What’s more, this report from Harvard Business School, in 2022, makes clear that losing all that money hurt local economies, as people cut back on spending at area businesses.
In short, it was a political response that failed miserably in the face of a complex labor market problem.
It’s always been clear why this ploy wouldn’t work: In the summer of 2021, the pandemic was still raging, families couldn’t find childcare and in states like Iowa many people didn’t want to rush back to low-paying workplaces they still believed weren’t safe.
Kim Reynolds didn’t care. She wanted to help her corporate friends who complained they couldn’t find workers. At least not at the price they wanted to pay.
Still, even in the face of this evidence, Reynolds and the Legislature have continued to clamp down on the ability of Iowa workers to get unemployment benefits. But guess what’s happening to Iowa’s labor force now? It’s shrinking. That’s right, it’s shrinking, even as the US average has stayed roughly the same this year.
I wish there had been a follow up to the stories about the lawsuit’s dismissal that put Reynolds’ false claims to the test. But I understand why there wasn't. Most newsrooms, which face falling resources, are focused on writing the first draft of history, not exploring the history that's gone before. Even if it tells a more truthful story.
Still, this kind of accountability journalism is vital. Dave Busiek, a longtime journalist and now a colleague of mine at the Iowa Writers Collaborative, makes this exact point in his most recent column.
Busiek writes that reporters should rethink their approach to Donald Trump’s claims that President Biden is using the justice system to target him.
When Trump was convicted of 34 felonies by a New York jury, news stories carried the former president’s false claims that the system is “rigged” against him. And they rightly balanced those claims by pointing out that Biden doesn’t control the New York court system; that it was a jury Trump’s lawyers helped to pick that convicted him; and that even the president’s son, Hunter Biden, was being tried in court. (A federal jury convicted him this week.)
All of that is accurate, but in dealing with Trump’s false claims, it isn’t enough.
All it does is put the onus on Biden and the justice system, and it centers the reader’s thinking on Trump’s accusations when, in fact, Trump has his own history of abusing the justice system.

• [WORK TASK 1]:
Answer from the passage on Iowa unemployment benefits and news coverage, one line each:
(a) In what year did the Harvard Business School report come out?
(b) Of how many felonies was Trump convicted by a New York jury?
(c) Where does Dave Busiek now work as the writer's colleague?
• [WORK TASK 2]: Write the next part of the passage on Iowa unemployment benefits and news coverage, picking up after its final sentence.
The rows are unrelated to the passage on Iowa unemployment benefits and news coverage.

• [EXCERPTED RECORDS]:
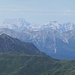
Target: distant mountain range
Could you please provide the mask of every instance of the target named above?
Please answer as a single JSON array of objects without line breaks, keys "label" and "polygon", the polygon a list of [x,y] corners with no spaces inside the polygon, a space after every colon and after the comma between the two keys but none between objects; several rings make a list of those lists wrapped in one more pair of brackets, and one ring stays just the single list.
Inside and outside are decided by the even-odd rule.
[{"label": "distant mountain range", "polygon": [[24,53],[29,55],[44,55],[32,43],[21,42],[17,38],[12,38],[6,34],[0,35],[0,53]]},{"label": "distant mountain range", "polygon": [[41,52],[58,59],[75,59],[75,24],[56,21],[35,25],[24,19],[5,20],[0,34],[7,34],[23,42],[33,43]]}]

• [ANSWER SECTION 1]:
(a) 2022
(b) 34
(c) The Iowa Writers Collaborative

• [ANSWER SECTION 2]:
In other words, it wasn’t the whole truth.
As Busiek writes:
Trump pressured FBI Director James Comey in 2017 to drop the criminal case against his ally, National Security Adviser Mike Flynn, over his contacts with Russia. After Comey refused, Trump fired him. Then, Trump's Justice Department, led by Bill Barr, dropped the case even though Flynn had already pleaded guilty to lying to authorities.
Trump also pardoned a raft of political allies and friends—political fixer Roger Stone; the father of his son-in-law, Jared Kushner; his former campaign manager, Paul Manafort; and political advisor, Steve Bannon.
In addition, Trump told his White House counsel that he wanted to order the Justice Department to investigate Comey and Hillary Clinton. According to news reports at the time, the lawyer rebuffed him.
Even today, Trump promises, if elected, he’ll use the Justice Department to go after his enemies.
In assessing Trump’s claim that Biden is “weaponizing” the legal system, all of this is relevant. But in the aftermath of the guilty verdict, it was rarely mentioned.
It’s true that readers want the latest developments in a story. But what they really want is the truth. The whole truth. And the truth is that, today, the rightwing of the political spectrum, led by Trump, has revolutionized the art of lying; they’ve weaponized it. Just as they plan to weaponize the legal system to target their political enemies.
It is vital that the news media counteract this effect with not just the facts, but the truth. The whole truth.